* **TASK BRIEF**:
Rewrite the listing below with every occurrence of "determine" replaced by "locate", leaving everything else unchanged.

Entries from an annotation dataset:
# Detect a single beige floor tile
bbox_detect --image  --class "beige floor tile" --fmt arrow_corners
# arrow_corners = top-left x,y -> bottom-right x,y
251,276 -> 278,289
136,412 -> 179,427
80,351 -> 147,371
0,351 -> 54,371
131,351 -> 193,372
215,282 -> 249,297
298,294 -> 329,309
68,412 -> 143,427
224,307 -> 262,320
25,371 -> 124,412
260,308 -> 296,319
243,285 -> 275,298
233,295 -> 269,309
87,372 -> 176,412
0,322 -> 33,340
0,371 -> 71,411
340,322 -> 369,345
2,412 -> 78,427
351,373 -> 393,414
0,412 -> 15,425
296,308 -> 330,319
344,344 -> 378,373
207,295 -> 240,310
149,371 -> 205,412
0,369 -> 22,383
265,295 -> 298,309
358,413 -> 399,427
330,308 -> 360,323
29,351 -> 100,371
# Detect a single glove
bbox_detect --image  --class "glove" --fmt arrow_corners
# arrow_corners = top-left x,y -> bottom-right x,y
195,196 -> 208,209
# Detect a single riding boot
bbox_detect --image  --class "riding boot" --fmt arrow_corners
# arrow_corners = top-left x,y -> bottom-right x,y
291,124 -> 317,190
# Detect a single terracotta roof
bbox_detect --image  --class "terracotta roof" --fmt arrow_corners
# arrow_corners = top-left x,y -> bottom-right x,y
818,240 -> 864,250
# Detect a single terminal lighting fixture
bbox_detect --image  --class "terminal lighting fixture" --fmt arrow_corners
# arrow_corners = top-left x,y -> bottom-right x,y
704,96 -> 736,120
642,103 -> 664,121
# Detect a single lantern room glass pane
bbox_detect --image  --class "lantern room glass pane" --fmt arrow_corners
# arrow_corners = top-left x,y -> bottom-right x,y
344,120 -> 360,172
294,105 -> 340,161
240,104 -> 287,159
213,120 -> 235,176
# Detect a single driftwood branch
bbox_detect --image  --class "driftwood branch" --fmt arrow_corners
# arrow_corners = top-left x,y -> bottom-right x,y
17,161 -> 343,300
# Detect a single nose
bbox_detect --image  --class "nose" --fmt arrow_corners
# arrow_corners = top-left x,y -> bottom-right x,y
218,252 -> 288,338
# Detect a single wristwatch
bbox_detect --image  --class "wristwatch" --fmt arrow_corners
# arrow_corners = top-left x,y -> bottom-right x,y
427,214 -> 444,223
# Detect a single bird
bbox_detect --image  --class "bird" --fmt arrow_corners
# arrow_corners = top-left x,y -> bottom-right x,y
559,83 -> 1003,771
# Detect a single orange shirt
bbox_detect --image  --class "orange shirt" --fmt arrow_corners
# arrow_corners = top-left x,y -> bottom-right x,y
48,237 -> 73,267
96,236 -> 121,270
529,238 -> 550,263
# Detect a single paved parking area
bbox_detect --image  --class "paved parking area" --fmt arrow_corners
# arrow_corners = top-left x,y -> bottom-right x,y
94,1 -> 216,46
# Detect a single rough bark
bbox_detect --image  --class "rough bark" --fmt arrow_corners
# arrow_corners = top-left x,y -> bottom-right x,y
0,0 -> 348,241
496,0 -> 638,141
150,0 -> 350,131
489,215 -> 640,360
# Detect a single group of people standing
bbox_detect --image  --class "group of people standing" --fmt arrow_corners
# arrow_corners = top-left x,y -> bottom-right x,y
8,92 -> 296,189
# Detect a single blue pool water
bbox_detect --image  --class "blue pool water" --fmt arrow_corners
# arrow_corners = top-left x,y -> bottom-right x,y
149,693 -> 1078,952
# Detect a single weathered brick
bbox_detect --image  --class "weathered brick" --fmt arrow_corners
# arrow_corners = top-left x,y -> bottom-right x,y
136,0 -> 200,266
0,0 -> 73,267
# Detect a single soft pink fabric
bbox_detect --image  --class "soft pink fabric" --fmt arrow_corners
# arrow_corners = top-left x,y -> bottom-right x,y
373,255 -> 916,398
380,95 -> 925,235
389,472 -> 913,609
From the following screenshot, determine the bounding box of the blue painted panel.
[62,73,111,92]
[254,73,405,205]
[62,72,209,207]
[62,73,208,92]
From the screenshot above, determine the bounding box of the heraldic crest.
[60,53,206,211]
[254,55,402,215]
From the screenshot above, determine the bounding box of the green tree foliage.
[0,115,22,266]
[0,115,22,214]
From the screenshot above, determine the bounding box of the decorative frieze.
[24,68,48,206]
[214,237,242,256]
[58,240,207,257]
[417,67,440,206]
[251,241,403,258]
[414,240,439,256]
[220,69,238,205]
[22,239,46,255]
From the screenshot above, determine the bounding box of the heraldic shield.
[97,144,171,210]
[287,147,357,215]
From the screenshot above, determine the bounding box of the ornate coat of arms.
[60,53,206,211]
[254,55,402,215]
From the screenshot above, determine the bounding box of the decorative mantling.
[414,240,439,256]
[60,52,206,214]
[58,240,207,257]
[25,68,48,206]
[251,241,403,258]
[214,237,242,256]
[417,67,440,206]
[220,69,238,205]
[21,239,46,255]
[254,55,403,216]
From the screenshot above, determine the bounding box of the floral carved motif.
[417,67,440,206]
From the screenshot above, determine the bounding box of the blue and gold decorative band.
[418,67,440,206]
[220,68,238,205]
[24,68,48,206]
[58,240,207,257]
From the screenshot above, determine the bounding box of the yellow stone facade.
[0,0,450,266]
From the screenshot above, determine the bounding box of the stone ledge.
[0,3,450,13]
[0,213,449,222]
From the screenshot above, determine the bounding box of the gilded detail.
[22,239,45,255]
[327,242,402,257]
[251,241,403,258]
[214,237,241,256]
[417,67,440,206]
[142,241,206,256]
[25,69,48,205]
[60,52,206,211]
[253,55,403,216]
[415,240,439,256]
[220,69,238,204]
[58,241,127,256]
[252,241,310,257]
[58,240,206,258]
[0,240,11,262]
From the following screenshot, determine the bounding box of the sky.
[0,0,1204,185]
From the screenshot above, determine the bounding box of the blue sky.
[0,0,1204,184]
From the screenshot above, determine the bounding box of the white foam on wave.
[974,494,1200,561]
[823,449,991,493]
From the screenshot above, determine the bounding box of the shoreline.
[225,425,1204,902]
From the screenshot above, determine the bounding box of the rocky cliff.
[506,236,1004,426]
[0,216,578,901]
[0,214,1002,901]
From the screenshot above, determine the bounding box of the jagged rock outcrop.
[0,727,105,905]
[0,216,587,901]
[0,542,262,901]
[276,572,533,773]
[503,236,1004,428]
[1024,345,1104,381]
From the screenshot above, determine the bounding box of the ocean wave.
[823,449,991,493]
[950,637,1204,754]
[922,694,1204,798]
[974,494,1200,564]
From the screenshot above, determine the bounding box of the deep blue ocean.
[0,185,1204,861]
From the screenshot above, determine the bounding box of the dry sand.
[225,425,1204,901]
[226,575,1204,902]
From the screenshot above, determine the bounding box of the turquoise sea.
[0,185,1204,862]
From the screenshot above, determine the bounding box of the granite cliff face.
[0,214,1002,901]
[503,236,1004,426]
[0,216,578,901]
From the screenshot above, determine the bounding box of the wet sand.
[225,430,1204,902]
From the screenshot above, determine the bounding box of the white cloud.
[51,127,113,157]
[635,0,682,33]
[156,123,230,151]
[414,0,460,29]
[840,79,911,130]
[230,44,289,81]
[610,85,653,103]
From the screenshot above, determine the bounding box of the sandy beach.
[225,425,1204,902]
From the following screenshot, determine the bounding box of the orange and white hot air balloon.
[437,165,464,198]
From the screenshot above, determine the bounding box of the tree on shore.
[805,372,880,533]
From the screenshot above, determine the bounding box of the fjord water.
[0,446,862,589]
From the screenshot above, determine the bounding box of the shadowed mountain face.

* **TASK SOLUTION**:
# Detect a single beige floor tile
bbox_detect --image  --class "beige floor tile" --fmt arrow_corners
# arrow_corners = top-left x,y -> bottom-right x,y
251,276 -> 278,289
136,412 -> 179,427
80,351 -> 147,371
0,351 -> 54,371
131,351 -> 193,372
215,282 -> 249,297
298,294 -> 329,309
68,412 -> 143,427
224,307 -> 262,320
25,371 -> 124,412
260,308 -> 296,319
243,285 -> 275,298
233,295 -> 269,309
87,372 -> 176,412
0,322 -> 33,340
0,371 -> 71,411
340,322 -> 369,345
2,412 -> 78,427
351,373 -> 393,414
0,412 -> 15,425
296,308 -> 330,319
344,344 -> 378,373
207,295 -> 240,310
149,371 -> 205,412
0,369 -> 22,383
265,295 -> 298,309
358,413 -> 399,427
330,308 -> 360,323
29,351 -> 100,371
# Detect a single glove
bbox_detect --image  --class "glove" --fmt arrow_corners
# arrow_corners = top-left x,y -> bottom-right x,y
195,196 -> 208,209
# Detect a single riding boot
bbox_detect --image  --class "riding boot" --fmt arrow_corners
# arrow_corners = top-left x,y -> bottom-right x,y
291,124 -> 317,190
# Detect a single terracotta roof
bbox_detect --image  --class "terracotta roof" --fmt arrow_corners
# arrow_corners = top-left x,y -> bottom-right x,y
818,240 -> 864,250
# Detect a single terminal lighting fixture
bbox_detect --image  --class "terminal lighting fixture" --fmt arrow_corners
# arrow_corners = top-left x,y -> bottom-right x,y
704,96 -> 736,120
642,103 -> 664,121
# Detect a single lantern room glass pane
bbox_detect --image  --class "lantern room glass pane" --fmt arrow_corners
# arrow_corners = top-left x,y -> bottom-right x,y
344,120 -> 360,172
294,105 -> 340,161
240,104 -> 287,159
213,120 -> 235,176
# Detect a single driftwood branch
bbox_detect --image  --class "driftwood branch" --fmt arrow_corners
# arrow_corners = top-left x,y -> bottom-right x,y
17,161 -> 343,300
# Detect a single nose
bbox_detect --image  --class "nose" --fmt arrow_corners
# arrow_corners = top-left x,y -> bottom-right x,y
218,252 -> 288,338
# Detect a single wristwatch
bbox_detect --image  --class "wristwatch" --fmt arrow_corners
# arrow_corners = top-left x,y -> bottom-right x,y
427,214 -> 444,223
# Detect a single bird
bbox_detect --image  --class "bird" --fmt arrow_corners
# arrow_corners = top-left x,y -> bottom-right x,y
559,83 -> 1003,771
# Detect a single orange shirt
bbox_detect --image  --class "orange shirt" --fmt arrow_corners
# arrow_corners = top-left x,y -> bottom-right x,y
48,237 -> 73,267
96,236 -> 121,270
529,238 -> 550,263
# Detect a single paved parking area
bbox_detect --image  --class "paved parking area" --fmt arrow_corners
# arrow_corners = top-left x,y -> bottom-right x,y
94,1 -> 216,46
# Detect a single rough bark
bbox_detect --image  --class "rough bark" --fmt arrow_corners
# arrow_corners = top-left x,y -> bottom-right x,y
0,0 -> 348,241
496,0 -> 638,141
150,0 -> 350,131
489,215 -> 640,360
# Detect a single group of people standing
bbox_detect --image  --class "group of people standing" --fmt arrow_corners
# arrow_corners = top-left x,y -> bottom-right x,y
8,92 -> 296,189
# Detect a single blue pool water
bbox_detect --image  --class "blue pool water" --fmt arrow_corners
# arrow_corners = top-left x,y -> bottom-right x,y
149,693 -> 1078,952
# Detect a single weathered brick
bbox_detect --image  --class "weathered brick" --fmt arrow_corners
# arrow_corners = top-left x,y -> bottom-right x,y
136,0 -> 200,266
0,0 -> 73,267
# Detect a single soft pink fabric
bbox_detect --image  --class "soft pink fabric" --fmt arrow_corners
# arrow_corners = top-left x,y -> bottom-right x,y
373,255 -> 916,398
380,95 -> 925,235
389,472 -> 913,609
From the following screenshot, locate the bounding box of the blue painted panel.
[62,73,111,92]
[254,73,405,205]
[62,72,209,207]
[62,73,208,92]
From the screenshot above, locate the bounding box of the heraldic crest.
[60,53,206,211]
[254,55,402,215]
From the screenshot above, locate the bounding box of the green tree foliage.
[0,115,22,266]
[0,115,22,214]
From the screenshot above, locate the bounding box of the decorative frieze.
[24,68,48,206]
[214,237,242,256]
[58,240,207,257]
[417,67,440,206]
[251,241,403,258]
[414,240,439,256]
[220,69,238,205]
[22,239,46,255]
From the screenshot above, locate the bounding box of the heraldic shield.
[97,144,171,210]
[287,147,357,215]
From the screenshot above, locate the bounding box of the ornate coat of arms.
[60,53,206,211]
[254,55,402,215]
From the screenshot above, locate the bounding box of the decorative mantling.
[414,240,439,256]
[60,52,206,214]
[58,240,207,257]
[25,68,48,206]
[251,241,403,258]
[214,237,242,256]
[417,67,440,206]
[220,69,238,205]
[21,239,46,255]
[254,55,403,216]
From the screenshot above, locate the bounding box of the floral carved motif.
[417,67,440,206]
From the screenshot above, locate the bounding box of the blue and gold decorative band.
[418,67,440,206]
[220,68,238,205]
[24,68,48,206]
[58,240,207,257]
From the screenshot above, locate the bounding box of the yellow stone facade.
[0,0,450,266]
From the screenshot above, locate the bounding box of the stone ledge.
[0,3,450,13]
[0,213,449,222]
From the screenshot above, locate the bounding box of the gilded detail.
[22,239,45,255]
[327,242,402,257]
[251,241,403,258]
[214,237,241,256]
[417,67,440,206]
[142,241,206,256]
[25,69,48,205]
[60,52,206,211]
[253,55,403,216]
[415,240,439,256]
[220,69,238,204]
[58,241,127,256]
[252,241,310,257]
[58,240,206,258]
[0,240,11,262]
From the following screenshot, locate the bounding box of the sky.
[0,0,1204,185]
From the screenshot above, locate the bounding box of the blue sky.
[0,0,1204,184]
From the screenshot above, locate the bounding box of the white foam on wave.
[974,494,1200,561]
[823,449,991,493]
From the screenshot above, locate the bounding box of the shoreline.
[225,425,1204,902]
From the screenshot above, locate the bounding box of the rocky cliff.
[506,236,1004,426]
[0,216,578,901]
[0,214,1002,901]
From the screenshot above, locate the bounding box of the jagged rock outcrop.
[0,727,105,905]
[0,216,587,901]
[0,542,262,901]
[276,572,533,773]
[503,236,1004,428]
[1024,345,1104,381]
From the screenshot above, locate the bounding box of the ocean wave.
[823,449,991,493]
[950,637,1204,754]
[922,694,1204,798]
[974,494,1200,564]
From the screenshot above, locate the bounding box of the deep blue ocean.
[0,185,1204,861]
From the screenshot above, locate the bounding box of the dry sand.
[225,425,1204,901]
[226,575,1204,902]
From the screenshot above, locate the bounding box of the turquoise sea.
[0,185,1204,862]
From the screenshot above, locate the bounding box of the granite cliff face.
[0,214,1002,901]
[503,236,1004,426]
[0,216,578,901]
From the screenshot above, locate the bounding box of the wet sand.
[225,430,1204,902]
From the screenshot above, locate the bounding box of the white cloud.
[51,127,113,157]
[635,0,682,33]
[156,123,230,151]
[414,0,460,29]
[840,79,911,130]
[230,44,289,81]
[610,85,653,103]
From the screenshot above, locate the bounding box of the sandy beach.
[225,425,1204,902]
From the following screenshot, locate the bounding box of the orange and white hot air balloon.
[437,165,464,198]
From the screenshot above, locate the bounding box of the tree on shore.
[805,372,880,533]
From the screenshot above, locate the bounding box of the fjord water.
[0,446,862,589]
From the screenshot above, locate the bounding box of the shadowed mountain face.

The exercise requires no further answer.